• _EXCERPTED PASSAGE_:
I actually don't think this is very desirable.
Strings are messy, and for initialisers which parse runtime strings, I think there is value in limiting the set of accepted inputs instead of being overly permissive. If I was parsing some data, and the string "0_0"
parsed as an integer, I would find that unexpected. Same with "0_0____3___"
. Both are accepted by the compiler as integer literals, though.
Literals are different from runtime strings. The value is right there staring at you, so we can build some conveniences in to the language with relatively low risk of surprising people.
I would recommend reading The Harmful Consequences of the Robustness Principle, an informational IETF document which argues that prioritising permissiveness has led to a gradual decline in quality for internet standards. To summarise:
The robustness principle, often phrased as "be conservative in what you send, and liberal in what you accept", has long guided the design and implementation of Internet protocols. The posture this statement advocates promotes interoperability in the short term, but can negatively affect the protocol ecosystem over time.
[...]
Applying the principle defers the effort of dealing with interoperability problems, which prioritizes progress. However, deferral can amplify the ultimate cost of handling interoperability problems.

• _STATED PROBLEM 1_: For each statement (a), (b) and (c), say yes or no to whether the forum post on parsing integer strings agrees, and quote the words from the post that decide it. (a) The writer would be surprised if the runtime string "0_0" parsed as an integer. (b) The compiler rejects "0_0____3___" as an integer literal. (c) The document the writer recommends is an informational IETF document.
• _STATED PROBLEM 2_: According to the forum post on parsing integer strings, how is the robustness principle often phrased?
• _STATED PROBLEM 3_: Resume the forum post on parsing integer strings from the point where it stops.
The items after this point come from a separate source.

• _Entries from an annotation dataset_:
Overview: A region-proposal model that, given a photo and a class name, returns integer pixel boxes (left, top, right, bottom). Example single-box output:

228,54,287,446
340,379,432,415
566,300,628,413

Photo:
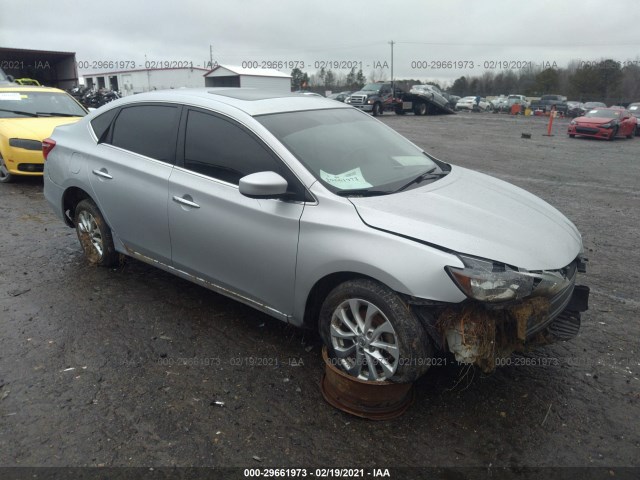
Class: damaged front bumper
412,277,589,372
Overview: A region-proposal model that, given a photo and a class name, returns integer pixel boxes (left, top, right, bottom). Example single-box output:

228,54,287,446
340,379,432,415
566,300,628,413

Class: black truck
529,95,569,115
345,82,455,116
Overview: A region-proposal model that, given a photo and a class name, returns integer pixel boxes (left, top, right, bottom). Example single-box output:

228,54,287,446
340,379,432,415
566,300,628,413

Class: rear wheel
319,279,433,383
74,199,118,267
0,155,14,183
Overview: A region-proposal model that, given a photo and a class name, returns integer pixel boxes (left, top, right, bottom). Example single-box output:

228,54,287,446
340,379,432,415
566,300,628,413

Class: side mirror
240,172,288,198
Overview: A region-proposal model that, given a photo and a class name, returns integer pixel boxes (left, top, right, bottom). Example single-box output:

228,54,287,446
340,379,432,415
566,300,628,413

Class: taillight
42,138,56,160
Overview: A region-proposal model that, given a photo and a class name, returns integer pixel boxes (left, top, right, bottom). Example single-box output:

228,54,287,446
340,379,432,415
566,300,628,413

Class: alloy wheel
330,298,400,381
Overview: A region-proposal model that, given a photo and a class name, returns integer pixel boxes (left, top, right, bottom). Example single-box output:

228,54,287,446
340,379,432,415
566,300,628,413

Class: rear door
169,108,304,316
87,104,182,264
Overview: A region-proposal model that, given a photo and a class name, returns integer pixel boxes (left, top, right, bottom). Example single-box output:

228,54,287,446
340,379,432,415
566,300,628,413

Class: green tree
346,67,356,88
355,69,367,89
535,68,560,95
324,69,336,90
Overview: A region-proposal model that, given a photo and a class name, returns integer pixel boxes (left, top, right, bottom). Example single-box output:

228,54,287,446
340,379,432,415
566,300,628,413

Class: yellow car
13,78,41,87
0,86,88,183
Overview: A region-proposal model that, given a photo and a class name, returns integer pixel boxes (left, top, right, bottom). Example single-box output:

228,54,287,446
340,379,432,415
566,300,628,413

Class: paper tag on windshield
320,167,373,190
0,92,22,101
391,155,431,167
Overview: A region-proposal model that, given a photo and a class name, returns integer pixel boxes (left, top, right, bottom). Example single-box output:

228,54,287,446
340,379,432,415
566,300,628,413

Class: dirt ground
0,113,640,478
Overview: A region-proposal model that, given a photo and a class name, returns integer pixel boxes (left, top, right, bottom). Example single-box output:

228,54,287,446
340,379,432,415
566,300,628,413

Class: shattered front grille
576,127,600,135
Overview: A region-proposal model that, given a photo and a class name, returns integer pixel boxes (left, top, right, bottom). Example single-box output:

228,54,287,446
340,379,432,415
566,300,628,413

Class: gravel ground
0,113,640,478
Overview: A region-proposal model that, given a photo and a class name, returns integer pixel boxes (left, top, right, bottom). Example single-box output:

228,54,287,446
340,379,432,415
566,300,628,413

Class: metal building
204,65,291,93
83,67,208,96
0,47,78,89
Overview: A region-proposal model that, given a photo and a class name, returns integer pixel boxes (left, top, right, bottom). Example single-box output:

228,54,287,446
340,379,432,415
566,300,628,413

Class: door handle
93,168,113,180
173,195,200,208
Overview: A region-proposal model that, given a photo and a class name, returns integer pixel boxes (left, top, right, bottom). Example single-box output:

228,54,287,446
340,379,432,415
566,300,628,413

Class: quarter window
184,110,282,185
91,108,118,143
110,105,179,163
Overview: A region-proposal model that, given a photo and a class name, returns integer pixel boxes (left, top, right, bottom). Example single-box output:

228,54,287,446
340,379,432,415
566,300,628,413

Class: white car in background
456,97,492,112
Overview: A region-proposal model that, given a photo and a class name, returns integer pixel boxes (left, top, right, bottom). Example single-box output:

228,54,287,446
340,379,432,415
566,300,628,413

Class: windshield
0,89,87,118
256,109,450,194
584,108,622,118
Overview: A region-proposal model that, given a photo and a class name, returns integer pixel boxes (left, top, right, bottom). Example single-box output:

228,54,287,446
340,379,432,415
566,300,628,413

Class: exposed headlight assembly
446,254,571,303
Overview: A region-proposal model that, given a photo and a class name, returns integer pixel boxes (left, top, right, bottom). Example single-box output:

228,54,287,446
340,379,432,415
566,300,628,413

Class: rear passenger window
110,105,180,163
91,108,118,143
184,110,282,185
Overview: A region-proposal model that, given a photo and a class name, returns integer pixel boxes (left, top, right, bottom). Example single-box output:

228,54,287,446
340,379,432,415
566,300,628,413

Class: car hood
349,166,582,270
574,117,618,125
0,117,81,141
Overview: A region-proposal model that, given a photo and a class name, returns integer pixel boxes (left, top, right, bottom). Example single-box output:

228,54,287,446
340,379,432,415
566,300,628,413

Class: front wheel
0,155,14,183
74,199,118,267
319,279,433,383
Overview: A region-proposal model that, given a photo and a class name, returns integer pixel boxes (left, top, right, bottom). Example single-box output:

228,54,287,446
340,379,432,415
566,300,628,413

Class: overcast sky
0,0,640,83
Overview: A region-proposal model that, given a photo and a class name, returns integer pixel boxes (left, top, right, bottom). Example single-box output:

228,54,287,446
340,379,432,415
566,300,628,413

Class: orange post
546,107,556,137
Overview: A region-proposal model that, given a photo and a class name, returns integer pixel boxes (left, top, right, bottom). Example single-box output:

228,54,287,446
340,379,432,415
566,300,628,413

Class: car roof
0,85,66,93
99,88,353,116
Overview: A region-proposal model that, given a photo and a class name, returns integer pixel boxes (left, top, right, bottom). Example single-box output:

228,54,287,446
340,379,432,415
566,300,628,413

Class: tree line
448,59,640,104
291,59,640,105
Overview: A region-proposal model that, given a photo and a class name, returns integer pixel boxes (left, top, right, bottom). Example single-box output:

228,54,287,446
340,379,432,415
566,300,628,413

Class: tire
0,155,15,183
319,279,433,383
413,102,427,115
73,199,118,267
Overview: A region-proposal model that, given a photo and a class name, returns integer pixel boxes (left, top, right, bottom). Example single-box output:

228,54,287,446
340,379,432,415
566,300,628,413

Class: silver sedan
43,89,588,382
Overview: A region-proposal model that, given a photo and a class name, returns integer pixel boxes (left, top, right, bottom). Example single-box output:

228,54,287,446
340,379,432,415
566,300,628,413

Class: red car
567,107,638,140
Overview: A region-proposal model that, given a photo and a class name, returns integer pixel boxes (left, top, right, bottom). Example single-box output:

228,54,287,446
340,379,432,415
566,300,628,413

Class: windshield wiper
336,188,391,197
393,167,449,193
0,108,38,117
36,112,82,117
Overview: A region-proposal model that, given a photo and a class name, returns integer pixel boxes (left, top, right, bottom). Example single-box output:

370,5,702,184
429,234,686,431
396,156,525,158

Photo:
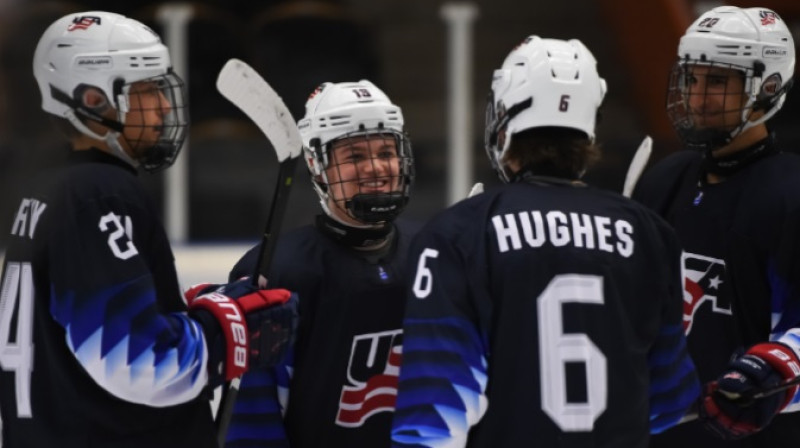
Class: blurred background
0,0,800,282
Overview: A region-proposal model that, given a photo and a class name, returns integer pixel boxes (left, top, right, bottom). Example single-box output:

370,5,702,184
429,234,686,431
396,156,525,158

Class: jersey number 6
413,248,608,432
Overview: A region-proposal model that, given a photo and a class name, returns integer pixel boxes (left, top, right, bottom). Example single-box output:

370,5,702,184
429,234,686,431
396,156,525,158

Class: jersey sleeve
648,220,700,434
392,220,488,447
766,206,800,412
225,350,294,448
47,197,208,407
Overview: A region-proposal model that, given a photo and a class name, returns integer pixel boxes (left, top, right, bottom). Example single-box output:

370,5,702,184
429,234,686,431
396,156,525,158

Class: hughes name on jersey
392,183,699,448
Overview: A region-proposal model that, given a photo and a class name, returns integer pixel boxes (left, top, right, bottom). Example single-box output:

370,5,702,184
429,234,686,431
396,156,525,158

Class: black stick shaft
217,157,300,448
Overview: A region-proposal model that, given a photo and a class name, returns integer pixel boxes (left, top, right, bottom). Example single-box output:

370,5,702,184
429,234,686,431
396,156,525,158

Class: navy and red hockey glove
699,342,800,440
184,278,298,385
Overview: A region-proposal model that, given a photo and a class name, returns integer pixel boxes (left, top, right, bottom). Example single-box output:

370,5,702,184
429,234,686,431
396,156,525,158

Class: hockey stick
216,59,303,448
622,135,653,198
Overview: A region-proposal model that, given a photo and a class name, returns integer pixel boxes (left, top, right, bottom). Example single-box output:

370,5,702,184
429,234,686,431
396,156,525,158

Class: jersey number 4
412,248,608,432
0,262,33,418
...
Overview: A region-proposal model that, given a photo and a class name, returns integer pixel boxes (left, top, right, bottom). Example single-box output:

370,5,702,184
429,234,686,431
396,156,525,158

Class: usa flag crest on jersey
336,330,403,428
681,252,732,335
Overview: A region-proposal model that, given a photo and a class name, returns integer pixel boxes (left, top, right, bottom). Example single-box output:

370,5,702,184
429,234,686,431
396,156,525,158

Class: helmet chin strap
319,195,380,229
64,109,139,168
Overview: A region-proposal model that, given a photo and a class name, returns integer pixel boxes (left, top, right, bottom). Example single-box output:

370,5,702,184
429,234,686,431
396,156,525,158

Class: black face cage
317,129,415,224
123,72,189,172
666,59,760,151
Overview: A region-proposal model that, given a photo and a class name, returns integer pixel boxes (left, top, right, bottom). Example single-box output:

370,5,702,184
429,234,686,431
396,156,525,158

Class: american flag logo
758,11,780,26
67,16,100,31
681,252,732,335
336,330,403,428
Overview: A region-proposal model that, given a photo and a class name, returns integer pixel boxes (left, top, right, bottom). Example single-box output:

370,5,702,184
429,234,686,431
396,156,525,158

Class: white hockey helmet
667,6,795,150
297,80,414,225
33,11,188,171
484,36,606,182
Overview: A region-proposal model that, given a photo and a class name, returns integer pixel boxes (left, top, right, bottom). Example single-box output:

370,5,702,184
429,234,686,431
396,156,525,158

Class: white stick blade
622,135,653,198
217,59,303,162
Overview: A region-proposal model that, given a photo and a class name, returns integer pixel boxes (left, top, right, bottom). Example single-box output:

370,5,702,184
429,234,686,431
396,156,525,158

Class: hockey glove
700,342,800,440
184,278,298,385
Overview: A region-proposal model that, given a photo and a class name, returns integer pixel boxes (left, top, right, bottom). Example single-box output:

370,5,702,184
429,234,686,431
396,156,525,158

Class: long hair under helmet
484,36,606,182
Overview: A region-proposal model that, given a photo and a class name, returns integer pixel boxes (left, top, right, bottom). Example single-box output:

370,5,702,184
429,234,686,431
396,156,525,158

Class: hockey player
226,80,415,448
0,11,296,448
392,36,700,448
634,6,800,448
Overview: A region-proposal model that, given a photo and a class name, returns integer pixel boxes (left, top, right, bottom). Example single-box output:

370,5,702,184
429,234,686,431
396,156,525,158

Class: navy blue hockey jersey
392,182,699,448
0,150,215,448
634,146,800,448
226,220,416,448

• _RESULT 1_:
(a) Yes: "I would find that unexpected."
(b) No: "Both are accepted by the compiler as integer literals, though."
(c) Yes: "an informational IETF document"

• _RESULT 2_: As "be conservative in what you send, and liberal in what you accept".

• _RESULT 3_:
Divergent implementations of a specification emerge over time. When variations occur in the interpretation or expression of semantic components, implementations cease to be perfectly interoperable.
Implementation bugs are often identified as the cause of variation, though it is often a combination of factors. Application of a protocol to uses that were not anticipated in the original design, or ambiguities and errors in the specification are often confounding factors. Disagreements on the interpretation of specifications should be expected over the lifetime of a protocol.
Even with the best intentions, the pressure to interoperate can be significant. No implementation can hope to avoid having to trade correctness for interoperability indefinitely.
An implementation that reacts to variations in the manner recommended in the robustness principle sets up a feedback cycle. Over time:
- Implementations progressively add logic to constrain how data is transmitted, or to permit variations in what is received.
- Errors in implementations or confusion about semantics are permitted or ignored.
- These errors can become entrenched, forcing other implementations to be tolerant of those errors.
Consider what would happen if Swift applications parsing integers using Int(someString)
suddenly started accepting underscores -- they would permit new variations in data they receive (the first point). If those Swift applications gain some traction, other applications will be pressured to support underscores as well for the sake of interoperability. Even if the authors of that Swift application never intended to support this notation, they do and it has now spread throughout some unsuspecting ecosystem.
I can point to similar situations elsewhere in computing. For example, when parsing an IPv4 address in a URL, most browsers in the 90s would defer to libc's inet_aton
function, which seemed to be the obvious choice (much like Int(String)
is the obvious way to parse an integer). Unfortunately, this function accepts a wide variety of inputs -- far more than was actually intended to be supported in URLs.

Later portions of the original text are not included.